**WRITTEN REQUEST**
Put the lines of the listing below into a Markdown table with the columns Row and Line. Include everything from the line containing "Reviewer note. Check that every instance of the hyrax ear" down to the line containing "<point>173,66</point>", with both end lines, numbering each row and leaving out blank lines.

**INFORMATION GIVEN**
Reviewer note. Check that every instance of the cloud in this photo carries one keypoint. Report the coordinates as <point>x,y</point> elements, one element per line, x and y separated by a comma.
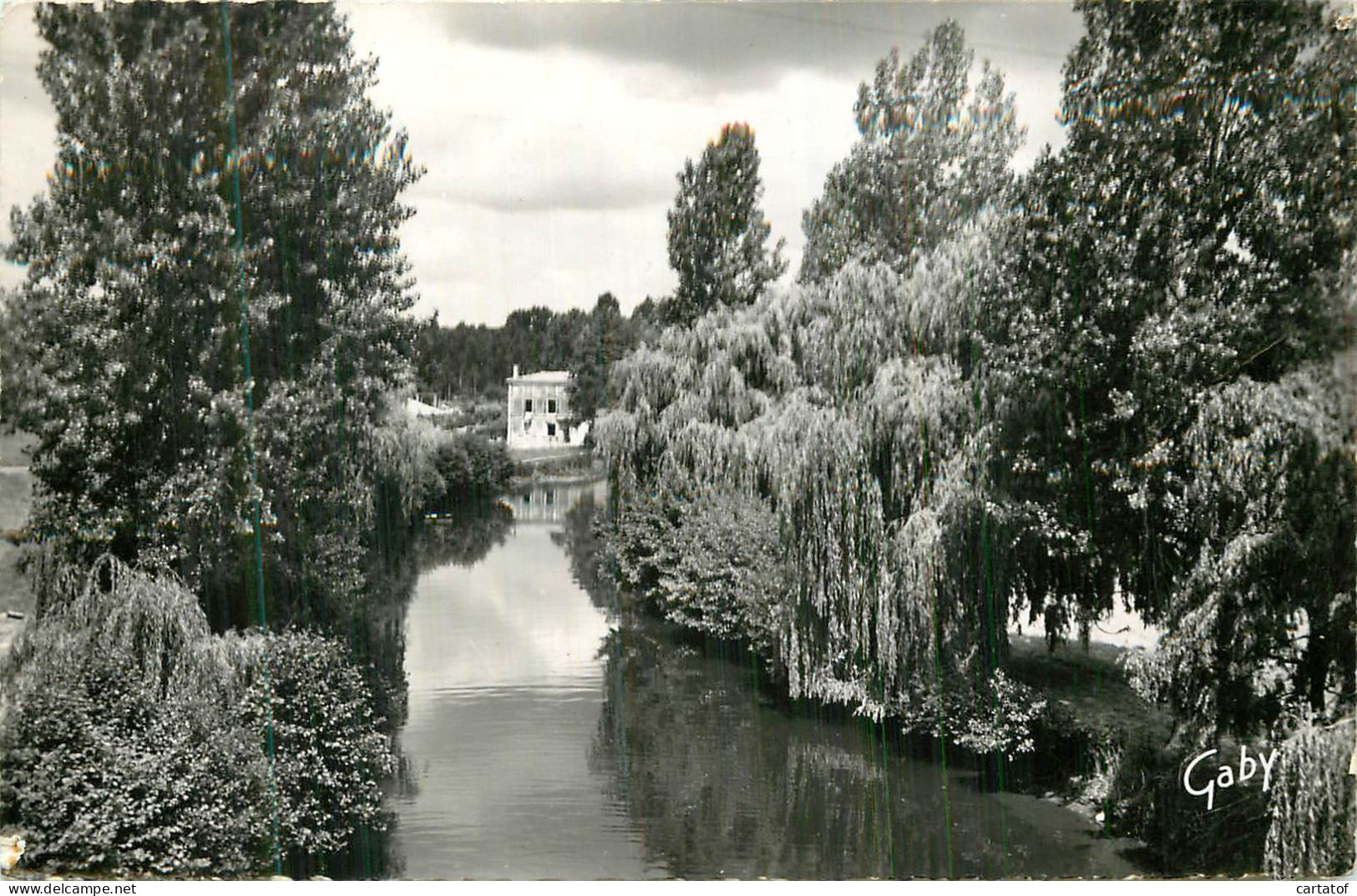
<point>752,43</point>
<point>553,132</point>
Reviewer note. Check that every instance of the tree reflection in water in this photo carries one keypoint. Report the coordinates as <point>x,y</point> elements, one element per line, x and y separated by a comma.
<point>723,779</point>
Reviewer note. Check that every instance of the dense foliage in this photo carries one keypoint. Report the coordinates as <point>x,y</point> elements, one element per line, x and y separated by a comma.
<point>136,740</point>
<point>1314,815</point>
<point>280,197</point>
<point>933,152</point>
<point>330,757</point>
<point>1162,347</point>
<point>1122,379</point>
<point>718,238</point>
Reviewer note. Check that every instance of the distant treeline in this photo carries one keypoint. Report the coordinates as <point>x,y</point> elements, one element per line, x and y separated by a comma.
<point>466,360</point>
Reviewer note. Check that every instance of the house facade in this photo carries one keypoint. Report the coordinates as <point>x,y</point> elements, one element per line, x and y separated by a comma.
<point>539,410</point>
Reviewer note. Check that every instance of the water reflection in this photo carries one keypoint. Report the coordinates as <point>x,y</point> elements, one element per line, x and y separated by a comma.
<point>505,698</point>
<point>553,735</point>
<point>723,782</point>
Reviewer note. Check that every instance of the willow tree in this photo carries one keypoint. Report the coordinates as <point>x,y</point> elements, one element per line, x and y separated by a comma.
<point>1172,295</point>
<point>220,173</point>
<point>933,152</point>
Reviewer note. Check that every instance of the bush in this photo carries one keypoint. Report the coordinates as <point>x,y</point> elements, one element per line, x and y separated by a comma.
<point>123,748</point>
<point>468,468</point>
<point>136,740</point>
<point>1314,804</point>
<point>330,755</point>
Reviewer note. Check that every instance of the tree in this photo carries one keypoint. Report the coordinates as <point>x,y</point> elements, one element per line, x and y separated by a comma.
<point>174,205</point>
<point>933,154</point>
<point>600,344</point>
<point>1172,290</point>
<point>716,231</point>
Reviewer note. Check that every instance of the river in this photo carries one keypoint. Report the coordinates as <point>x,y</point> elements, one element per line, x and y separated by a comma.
<point>551,736</point>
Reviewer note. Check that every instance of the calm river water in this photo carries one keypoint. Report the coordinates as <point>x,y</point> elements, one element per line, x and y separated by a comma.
<point>549,737</point>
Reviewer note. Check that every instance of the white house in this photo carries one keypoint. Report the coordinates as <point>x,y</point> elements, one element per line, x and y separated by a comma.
<point>539,410</point>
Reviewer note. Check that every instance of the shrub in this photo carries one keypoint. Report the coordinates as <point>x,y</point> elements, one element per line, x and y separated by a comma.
<point>123,748</point>
<point>330,755</point>
<point>468,468</point>
<point>136,740</point>
<point>1314,804</point>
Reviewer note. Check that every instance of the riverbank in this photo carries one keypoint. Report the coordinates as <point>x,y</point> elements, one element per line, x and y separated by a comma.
<point>17,602</point>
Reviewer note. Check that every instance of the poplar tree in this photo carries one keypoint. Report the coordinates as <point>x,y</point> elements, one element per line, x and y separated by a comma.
<point>933,152</point>
<point>718,238</point>
<point>220,171</point>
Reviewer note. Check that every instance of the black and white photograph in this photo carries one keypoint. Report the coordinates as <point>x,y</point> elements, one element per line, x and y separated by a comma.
<point>679,440</point>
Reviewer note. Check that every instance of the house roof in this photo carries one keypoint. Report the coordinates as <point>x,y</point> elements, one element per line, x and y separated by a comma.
<point>540,377</point>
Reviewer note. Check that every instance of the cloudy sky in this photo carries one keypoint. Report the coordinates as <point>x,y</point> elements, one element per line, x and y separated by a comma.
<point>553,132</point>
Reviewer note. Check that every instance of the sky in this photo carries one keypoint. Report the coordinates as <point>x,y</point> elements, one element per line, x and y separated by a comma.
<point>553,132</point>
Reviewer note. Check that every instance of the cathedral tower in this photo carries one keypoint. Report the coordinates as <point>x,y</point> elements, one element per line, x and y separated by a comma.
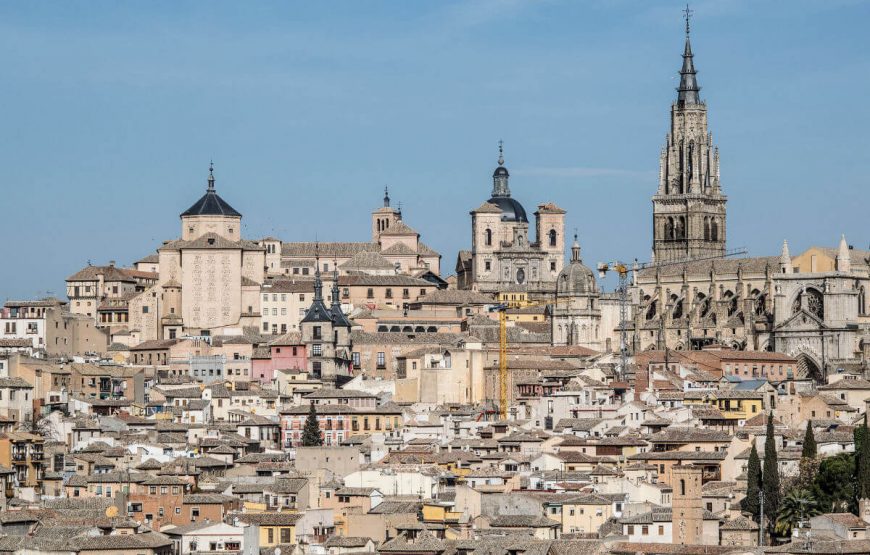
<point>689,207</point>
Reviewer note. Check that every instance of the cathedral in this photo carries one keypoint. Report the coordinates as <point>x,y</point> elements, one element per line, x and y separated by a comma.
<point>689,207</point>
<point>812,307</point>
<point>503,255</point>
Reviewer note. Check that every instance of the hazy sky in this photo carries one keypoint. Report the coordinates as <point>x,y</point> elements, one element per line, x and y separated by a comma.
<point>111,112</point>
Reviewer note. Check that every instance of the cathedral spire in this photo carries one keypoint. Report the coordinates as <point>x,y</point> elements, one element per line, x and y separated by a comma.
<point>688,92</point>
<point>785,259</point>
<point>500,176</point>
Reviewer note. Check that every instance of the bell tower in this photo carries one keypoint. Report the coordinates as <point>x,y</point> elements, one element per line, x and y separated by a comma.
<point>689,207</point>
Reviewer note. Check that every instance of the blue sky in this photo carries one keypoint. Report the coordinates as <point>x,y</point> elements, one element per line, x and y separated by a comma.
<point>112,111</point>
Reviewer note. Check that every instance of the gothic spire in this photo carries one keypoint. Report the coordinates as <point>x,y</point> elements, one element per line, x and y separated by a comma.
<point>688,92</point>
<point>500,176</point>
<point>785,259</point>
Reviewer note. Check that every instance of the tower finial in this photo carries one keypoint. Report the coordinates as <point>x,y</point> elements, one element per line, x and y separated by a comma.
<point>318,284</point>
<point>688,91</point>
<point>575,248</point>
<point>687,14</point>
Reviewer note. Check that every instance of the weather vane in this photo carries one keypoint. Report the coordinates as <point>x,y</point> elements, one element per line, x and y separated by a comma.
<point>687,14</point>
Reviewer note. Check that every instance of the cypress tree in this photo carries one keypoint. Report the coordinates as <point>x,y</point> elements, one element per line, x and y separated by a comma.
<point>311,432</point>
<point>810,450</point>
<point>753,484</point>
<point>770,476</point>
<point>862,461</point>
<point>809,462</point>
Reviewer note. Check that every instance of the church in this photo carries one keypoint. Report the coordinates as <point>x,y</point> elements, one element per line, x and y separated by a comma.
<point>504,257</point>
<point>209,280</point>
<point>811,307</point>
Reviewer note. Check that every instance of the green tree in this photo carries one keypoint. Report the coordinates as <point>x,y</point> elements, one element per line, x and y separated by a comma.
<point>797,505</point>
<point>862,461</point>
<point>770,476</point>
<point>834,484</point>
<point>311,432</point>
<point>810,450</point>
<point>753,484</point>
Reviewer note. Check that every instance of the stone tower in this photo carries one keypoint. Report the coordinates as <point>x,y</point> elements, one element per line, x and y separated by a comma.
<point>689,207</point>
<point>688,509</point>
<point>326,334</point>
<point>384,218</point>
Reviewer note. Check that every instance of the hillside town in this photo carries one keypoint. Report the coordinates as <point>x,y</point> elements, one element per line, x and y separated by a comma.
<point>239,395</point>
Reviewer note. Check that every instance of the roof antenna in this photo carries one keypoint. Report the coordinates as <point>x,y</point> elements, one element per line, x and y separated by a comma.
<point>211,175</point>
<point>687,14</point>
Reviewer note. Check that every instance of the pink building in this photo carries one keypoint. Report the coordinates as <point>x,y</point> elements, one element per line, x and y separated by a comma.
<point>285,352</point>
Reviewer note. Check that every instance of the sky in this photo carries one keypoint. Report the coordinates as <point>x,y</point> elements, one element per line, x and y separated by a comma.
<point>111,112</point>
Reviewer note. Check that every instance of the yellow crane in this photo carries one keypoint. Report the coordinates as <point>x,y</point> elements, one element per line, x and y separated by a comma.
<point>502,309</point>
<point>622,270</point>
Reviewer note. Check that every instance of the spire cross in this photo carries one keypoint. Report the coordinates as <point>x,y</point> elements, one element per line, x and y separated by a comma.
<point>687,15</point>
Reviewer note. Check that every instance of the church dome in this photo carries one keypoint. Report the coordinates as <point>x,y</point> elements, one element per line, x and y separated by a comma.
<point>576,278</point>
<point>211,204</point>
<point>511,209</point>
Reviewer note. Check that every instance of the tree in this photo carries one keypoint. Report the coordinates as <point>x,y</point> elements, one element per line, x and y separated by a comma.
<point>799,504</point>
<point>770,475</point>
<point>311,432</point>
<point>834,485</point>
<point>810,450</point>
<point>809,459</point>
<point>753,484</point>
<point>862,461</point>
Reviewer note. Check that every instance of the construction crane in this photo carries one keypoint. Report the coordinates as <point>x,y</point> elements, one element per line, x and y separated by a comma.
<point>502,309</point>
<point>622,270</point>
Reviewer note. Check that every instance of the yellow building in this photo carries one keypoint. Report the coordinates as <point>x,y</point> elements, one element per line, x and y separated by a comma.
<point>23,452</point>
<point>274,528</point>
<point>585,514</point>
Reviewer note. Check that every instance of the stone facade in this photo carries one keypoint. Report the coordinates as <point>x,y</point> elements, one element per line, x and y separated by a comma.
<point>503,254</point>
<point>689,207</point>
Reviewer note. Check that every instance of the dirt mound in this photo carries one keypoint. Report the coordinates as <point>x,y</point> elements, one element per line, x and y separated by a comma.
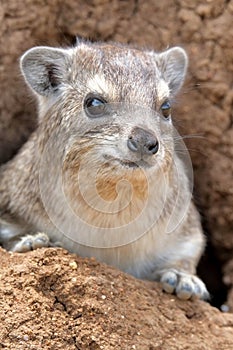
<point>204,29</point>
<point>54,300</point>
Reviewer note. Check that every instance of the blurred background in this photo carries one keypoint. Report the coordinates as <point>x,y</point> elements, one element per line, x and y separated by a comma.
<point>203,112</point>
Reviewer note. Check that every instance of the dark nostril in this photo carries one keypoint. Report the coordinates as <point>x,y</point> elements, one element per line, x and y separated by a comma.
<point>132,144</point>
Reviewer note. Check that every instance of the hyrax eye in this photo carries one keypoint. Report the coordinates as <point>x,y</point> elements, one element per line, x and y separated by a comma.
<point>94,106</point>
<point>166,109</point>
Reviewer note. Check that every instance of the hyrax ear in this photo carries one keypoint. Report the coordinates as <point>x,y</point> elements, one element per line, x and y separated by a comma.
<point>45,69</point>
<point>173,66</point>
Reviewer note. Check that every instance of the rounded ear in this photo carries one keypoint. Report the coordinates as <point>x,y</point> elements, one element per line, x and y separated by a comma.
<point>173,65</point>
<point>45,68</point>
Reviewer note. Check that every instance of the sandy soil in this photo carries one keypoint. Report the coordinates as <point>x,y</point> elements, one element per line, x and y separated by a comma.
<point>48,304</point>
<point>54,300</point>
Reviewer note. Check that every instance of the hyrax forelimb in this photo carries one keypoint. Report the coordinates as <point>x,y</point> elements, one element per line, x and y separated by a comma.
<point>100,175</point>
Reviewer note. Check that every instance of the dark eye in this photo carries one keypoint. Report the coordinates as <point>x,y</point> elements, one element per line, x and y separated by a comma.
<point>166,109</point>
<point>95,106</point>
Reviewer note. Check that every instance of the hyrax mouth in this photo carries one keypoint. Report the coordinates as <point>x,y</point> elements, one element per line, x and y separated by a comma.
<point>127,164</point>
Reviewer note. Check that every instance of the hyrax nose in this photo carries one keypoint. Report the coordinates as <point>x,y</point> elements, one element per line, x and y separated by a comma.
<point>143,141</point>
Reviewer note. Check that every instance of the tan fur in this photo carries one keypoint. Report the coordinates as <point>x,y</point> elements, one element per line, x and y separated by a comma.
<point>78,179</point>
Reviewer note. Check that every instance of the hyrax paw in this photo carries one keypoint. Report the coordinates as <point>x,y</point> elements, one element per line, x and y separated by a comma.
<point>31,242</point>
<point>184,285</point>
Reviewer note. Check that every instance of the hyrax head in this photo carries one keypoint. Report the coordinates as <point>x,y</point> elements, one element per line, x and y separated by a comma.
<point>108,102</point>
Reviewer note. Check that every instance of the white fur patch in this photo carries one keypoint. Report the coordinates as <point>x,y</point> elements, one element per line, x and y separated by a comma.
<point>98,84</point>
<point>162,90</point>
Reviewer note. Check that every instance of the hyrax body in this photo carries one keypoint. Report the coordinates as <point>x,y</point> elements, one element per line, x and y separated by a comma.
<point>100,176</point>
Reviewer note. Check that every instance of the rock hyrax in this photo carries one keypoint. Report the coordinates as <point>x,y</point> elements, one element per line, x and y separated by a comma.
<point>102,175</point>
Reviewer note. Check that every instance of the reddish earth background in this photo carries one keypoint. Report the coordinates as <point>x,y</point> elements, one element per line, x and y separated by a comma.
<point>46,303</point>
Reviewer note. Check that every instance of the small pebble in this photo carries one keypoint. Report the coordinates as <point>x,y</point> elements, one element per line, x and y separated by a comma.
<point>73,265</point>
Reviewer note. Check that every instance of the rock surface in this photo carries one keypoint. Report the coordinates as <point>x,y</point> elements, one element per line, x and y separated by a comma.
<point>203,111</point>
<point>54,300</point>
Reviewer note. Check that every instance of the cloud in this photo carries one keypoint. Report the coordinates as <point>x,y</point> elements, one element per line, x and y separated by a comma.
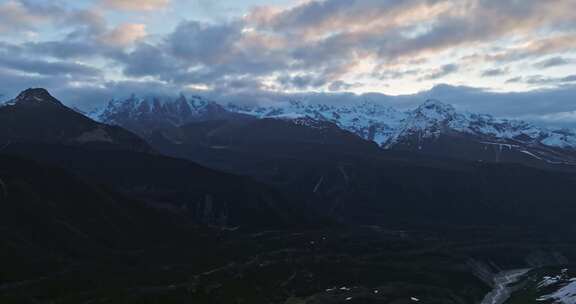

**WRITTEN REPLY**
| Row | Line |
|---|---|
| 1 | Reviewer note. Check that every instance of the hyrax ear in this photo carries one keypoint. Report the coordinates as <point>x,y</point> elements, one element per line, x and y separated by a comma. |
| 2 | <point>45,69</point> |
| 3 | <point>173,66</point> |